THE REQUEST: Write out each entry below word for word, changing nothing.

DATA RECORDS:
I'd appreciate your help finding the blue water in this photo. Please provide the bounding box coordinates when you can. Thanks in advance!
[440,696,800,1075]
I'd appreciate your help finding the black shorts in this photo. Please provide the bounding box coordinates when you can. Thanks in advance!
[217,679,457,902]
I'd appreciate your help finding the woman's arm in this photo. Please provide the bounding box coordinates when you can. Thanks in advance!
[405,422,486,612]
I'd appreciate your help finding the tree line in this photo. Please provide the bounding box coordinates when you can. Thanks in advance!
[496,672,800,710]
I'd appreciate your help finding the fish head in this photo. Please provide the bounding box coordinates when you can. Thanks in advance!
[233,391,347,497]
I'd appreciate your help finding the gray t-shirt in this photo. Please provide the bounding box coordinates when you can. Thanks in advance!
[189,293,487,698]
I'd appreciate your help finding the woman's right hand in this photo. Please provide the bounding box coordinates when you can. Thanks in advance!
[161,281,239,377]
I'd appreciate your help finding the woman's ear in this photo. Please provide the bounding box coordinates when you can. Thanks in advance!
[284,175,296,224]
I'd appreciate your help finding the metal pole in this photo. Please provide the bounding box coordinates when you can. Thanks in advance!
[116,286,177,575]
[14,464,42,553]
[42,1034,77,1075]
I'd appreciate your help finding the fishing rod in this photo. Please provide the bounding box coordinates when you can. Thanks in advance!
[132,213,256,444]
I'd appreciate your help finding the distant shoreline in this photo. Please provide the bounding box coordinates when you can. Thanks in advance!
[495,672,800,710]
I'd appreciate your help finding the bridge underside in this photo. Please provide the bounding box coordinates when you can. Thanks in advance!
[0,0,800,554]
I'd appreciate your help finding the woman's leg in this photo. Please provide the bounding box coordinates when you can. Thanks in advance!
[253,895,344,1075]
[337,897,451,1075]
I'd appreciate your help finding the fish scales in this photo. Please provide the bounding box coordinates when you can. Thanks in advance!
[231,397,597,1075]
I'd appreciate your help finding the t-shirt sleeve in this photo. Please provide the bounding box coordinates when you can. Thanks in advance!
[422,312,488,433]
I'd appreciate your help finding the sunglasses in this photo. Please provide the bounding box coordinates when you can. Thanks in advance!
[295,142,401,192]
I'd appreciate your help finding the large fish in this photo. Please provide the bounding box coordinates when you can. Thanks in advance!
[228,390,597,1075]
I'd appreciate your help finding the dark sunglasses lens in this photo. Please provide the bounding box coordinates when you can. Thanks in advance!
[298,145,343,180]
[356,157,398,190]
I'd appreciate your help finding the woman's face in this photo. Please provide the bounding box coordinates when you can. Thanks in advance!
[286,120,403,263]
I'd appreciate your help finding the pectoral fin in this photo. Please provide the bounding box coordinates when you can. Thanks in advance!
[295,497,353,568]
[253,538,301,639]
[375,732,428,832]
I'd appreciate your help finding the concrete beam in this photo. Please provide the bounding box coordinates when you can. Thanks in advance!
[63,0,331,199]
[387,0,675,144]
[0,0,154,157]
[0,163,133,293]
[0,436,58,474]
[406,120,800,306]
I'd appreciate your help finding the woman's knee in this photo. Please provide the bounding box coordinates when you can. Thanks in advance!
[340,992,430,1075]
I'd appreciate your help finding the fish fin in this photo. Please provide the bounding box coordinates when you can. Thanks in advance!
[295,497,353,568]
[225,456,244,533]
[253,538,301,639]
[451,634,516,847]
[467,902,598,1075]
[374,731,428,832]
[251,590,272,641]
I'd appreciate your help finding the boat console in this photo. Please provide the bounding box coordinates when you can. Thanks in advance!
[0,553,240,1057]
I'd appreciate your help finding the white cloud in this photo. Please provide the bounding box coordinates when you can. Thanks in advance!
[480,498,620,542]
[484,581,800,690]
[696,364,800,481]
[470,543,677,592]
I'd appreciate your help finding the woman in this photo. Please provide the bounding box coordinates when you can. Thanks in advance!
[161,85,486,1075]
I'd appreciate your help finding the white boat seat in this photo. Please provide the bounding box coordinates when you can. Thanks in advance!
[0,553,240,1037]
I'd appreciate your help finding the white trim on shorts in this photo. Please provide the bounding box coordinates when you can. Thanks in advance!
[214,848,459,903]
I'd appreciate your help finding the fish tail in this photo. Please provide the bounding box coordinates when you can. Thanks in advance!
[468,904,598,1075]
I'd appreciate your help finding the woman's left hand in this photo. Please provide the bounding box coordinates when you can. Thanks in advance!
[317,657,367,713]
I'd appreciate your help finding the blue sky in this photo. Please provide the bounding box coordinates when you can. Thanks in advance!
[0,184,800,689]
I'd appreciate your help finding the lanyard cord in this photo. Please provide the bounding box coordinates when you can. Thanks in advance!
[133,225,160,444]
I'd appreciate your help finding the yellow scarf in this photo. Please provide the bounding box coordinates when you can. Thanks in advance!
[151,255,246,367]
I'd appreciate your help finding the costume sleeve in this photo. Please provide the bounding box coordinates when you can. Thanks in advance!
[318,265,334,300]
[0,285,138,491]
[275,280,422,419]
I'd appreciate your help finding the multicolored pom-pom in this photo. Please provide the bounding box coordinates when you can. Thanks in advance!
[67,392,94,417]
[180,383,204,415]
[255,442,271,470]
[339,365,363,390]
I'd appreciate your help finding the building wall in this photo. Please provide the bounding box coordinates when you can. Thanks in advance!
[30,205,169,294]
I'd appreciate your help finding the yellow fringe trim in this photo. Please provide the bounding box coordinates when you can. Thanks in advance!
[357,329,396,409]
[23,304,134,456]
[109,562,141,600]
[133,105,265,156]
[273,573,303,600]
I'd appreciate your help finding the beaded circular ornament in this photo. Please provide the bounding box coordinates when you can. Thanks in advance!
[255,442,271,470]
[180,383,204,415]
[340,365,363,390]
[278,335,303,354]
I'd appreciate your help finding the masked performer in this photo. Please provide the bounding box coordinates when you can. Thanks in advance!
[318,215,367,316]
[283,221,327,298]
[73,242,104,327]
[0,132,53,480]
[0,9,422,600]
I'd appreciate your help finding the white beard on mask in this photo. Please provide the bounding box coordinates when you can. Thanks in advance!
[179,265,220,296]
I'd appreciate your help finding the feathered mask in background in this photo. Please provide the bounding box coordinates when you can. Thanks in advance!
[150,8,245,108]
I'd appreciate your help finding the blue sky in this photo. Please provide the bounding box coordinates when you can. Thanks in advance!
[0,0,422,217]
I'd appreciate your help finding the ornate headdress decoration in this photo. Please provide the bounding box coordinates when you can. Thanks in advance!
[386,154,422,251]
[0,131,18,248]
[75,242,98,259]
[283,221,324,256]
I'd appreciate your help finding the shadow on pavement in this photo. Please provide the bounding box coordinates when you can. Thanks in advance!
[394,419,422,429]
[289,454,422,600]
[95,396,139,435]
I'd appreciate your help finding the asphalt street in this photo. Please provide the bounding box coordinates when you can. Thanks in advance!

SOLUTION FOR THIS EXERCISE:
I'd appreciate your help finding the blue water in this photo. Please provide the bounding box coordinates when you can. Thanks in advance!
[440,696,800,1075]
I'd appreciate your help finding the black shorts in this photo. Please provide the bounding box coordinates when you can. Thanks in advance!
[217,679,457,902]
I'd appreciate your help finding the woman's arm in this photo. Please provide the bounding box coordinates when you can. Thanks in advance!
[405,422,486,612]
I'd appreciate your help finding the tree line in this photo. Please provide the bounding box coordinates when you can. Thanks in advance!
[496,672,800,710]
I'd appreciate your help finding the fish head in this photo. Please provide the bounding box coordinates when you can. Thanks in advance!
[233,391,347,497]
I'd appreciate your help finding the gray t-shirt in this photo. Please provide the bounding box coordinates when you can. Thanks in advance!
[189,293,487,698]
I'd appreciate your help finding the woman's right hand in this photo. Please provide the bounding box coordinates when you can. Thanks in advance!
[161,281,239,377]
I'd appreciate your help finding the woman's ear in this photo. Please provide the bounding box coordinates when you can. Thanks in advance!
[284,175,296,224]
I'd appreciate your help finding the metal pole in this photo. Please provide the bounding box coordinates when you can. Thanks in advance!
[116,286,177,575]
[14,464,42,553]
[42,1034,77,1075]
I'd appreciate your help finding the fishing rod in this photo. Please provide the bounding box coordinates when you can. Thanks in advance!
[132,213,256,444]
I'd appreciate your help finding the distant shoreline in this photo. Please provide the bounding box coordinates when you can. Thanks in advance!
[495,672,800,710]
I'd appreciate your help finding the bridge underside in this photo. Please provide the bounding box coordinates when you can. Thanks in advance!
[0,0,800,554]
I'd appreciate your help finding the woman's leg in this photo. Please provide the bounding box coordinates when you can. Thanks in advance!
[253,895,344,1075]
[337,897,451,1075]
I'd appreciate your help finding the fish scales in this photo. Please provide the bounding box coordinates when you can. Thanks in advance!
[231,397,597,1075]
I'd appreciate your help finding the t-shirt sleeve in this photo. Please provide the bounding box coordinates when you can. Thanks in advance!
[422,312,488,433]
I'd appreciate your help finding the sunglasses in this photo. Please provide the bounding box coordinates when you can. Thanks in advance!
[295,142,401,192]
I'd appreciate your help finding the large fish in this photo. Please provide the bounding box coordinates when you can. Thanks in advance!
[228,390,597,1075]
I'd appreciate your help finding the dark sunglasses lens in this photo. Please provide the bounding box coordinates when you can. Thanks in advance!
[298,145,343,180]
[356,157,398,190]
I'd appreciate your help finding the woman's face in this photo. Please provide the bounding box coordinates when you can. Thanks in advance!
[286,120,403,263]
I'd appreciate your help finding the pectoral fin in this photo. Please provide the bounding box coordinates when you can. Thanks in advance!
[295,497,353,568]
[253,538,301,639]
[375,732,428,832]
I'd appreciate your help finding the concrete beam in this photo. Please provide the bounding box coordinates when you can. Thanks in advance!
[63,0,331,199]
[387,0,675,144]
[0,0,154,157]
[0,163,133,293]
[0,436,58,474]
[406,120,800,306]
I'd appreciate your help finding the woman's knee in this photo. Please provide the bounding box coordinates when you can. Thanks in advance!
[340,992,430,1075]
I'd appreciate your help finding the fish fin in this photo. Please provide the bounding box coordinates when you can. Thanks in advance!
[295,497,353,568]
[225,456,244,533]
[253,538,301,639]
[451,634,516,847]
[467,902,598,1075]
[374,731,428,832]
[251,590,272,641]
I'd appreciate your help finding the boat console in this photo. Please provide the bounding box coordinates when you can. Thanks in advance!
[0,553,240,1057]
I'd appreciate your help finding the white cloud in this photo. Please provide the bounding box coordinates when you can. Thanks in advance!
[480,498,620,542]
[484,581,800,690]
[696,364,800,481]
[470,543,677,592]
I'd appreciate your help finding the woman in this photo. Please provide the bounding box coordinates when you can. Thanks in advance!
[161,85,486,1075]
I'd appreciate your help finding the white boat seat in this photo. Please provide the bounding box coordinates when you can. Thanks in advance!
[0,553,240,1037]
I'd appreciate your help finding the white trim on shorts in this photo. Please provide the bounding box coordinates when you can. Thanks in advance!
[214,848,459,903]
I'd appreciate your help finding the fish tail in this photo. Please provide the bounding box coordinates when you can. Thanks in advance!
[468,904,598,1075]
I'd appreciate your help finding the woman's left hand in this photo. Please provide the bounding box coordinates when you can. Thanks in advance!
[317,657,367,713]
I'd appreciate your help finding the blue sky in this photo. Please provide the bounding box coordinates when you can. Thanks in advance!
[0,184,800,689]
I'd appreciate your help finding the lanyard cord in this photo. Please provide the bounding box coordinates when you can. Thanks in advance!
[133,225,160,444]
I'd appreciate your help finding the yellow scarf in this photo. Please provide the bounding box coordinates when you can. Thanks in advance!
[151,255,246,367]
I'd appreciate your help finding the costume sleeve in this photo. Please provide the bounding box coordinates when you can. Thanks in advance!
[318,265,334,300]
[0,285,138,491]
[275,280,422,419]
I'd appreciate your help finding the multicolored pom-pom in this photo. Please provide the bounding box coordinates when you can. Thanks in advance!
[67,392,94,417]
[180,383,204,415]
[255,442,271,470]
[339,365,363,390]
I'd appreciate your help finding the building wall in this photo. Please provide the bounding box coordinates when you can. Thanks in advance!
[30,205,169,294]
I'd appreciate your help finding the yellow fringe trim in this photo. Please provide the bounding box coordinates when you can. Thanks in advance!
[357,329,396,409]
[23,304,134,456]
[109,562,141,600]
[133,105,265,156]
[273,573,303,600]
I'd appreciate your help finding the beaded circular ornament in this photo. Please provide the bounding box coordinates when you can. Thanks in advance!
[255,442,271,470]
[180,383,204,415]
[340,365,363,390]
[278,335,303,354]
I'd appreciate your help finding the masked performer in this photo. Please provide the bounding box coordinates when you can. Thanks in advance!
[318,215,367,316]
[283,221,327,298]
[73,242,104,327]
[0,132,53,480]
[0,9,422,600]
I'd appreciate your help finding the white beard on mask in this photo. Please provide the bounding box coordinates when you can. Thanks in advance!
[179,265,220,296]
I'd appreciate your help finding the feathered mask in background in this photo. Please provide the bounding box coordinates when you can. Thanks in advance!
[150,8,245,108]
I'd appreciate your help finding the blue sky in this photo. Please provide the bounding box coordinates when you can. Thanks in advance!
[0,0,422,217]
I'd appreciate your help finding the ornate headdress decoration in this photo. Please provide the bounding box coordinates when you can. Thanks in advance!
[386,154,422,251]
[0,131,18,248]
[75,242,98,259]
[283,221,324,256]
I'd appreciate your help finding the shadow on pavement in this photo. Please provide the bounding box coordinates when you can. Thanks in advance!
[394,419,422,429]
[289,454,422,600]
[95,396,139,435]
I'd appreciate your help finding the asphalt street in this photo. Please provide the bounding box coordinates when you can. Thanks in advance!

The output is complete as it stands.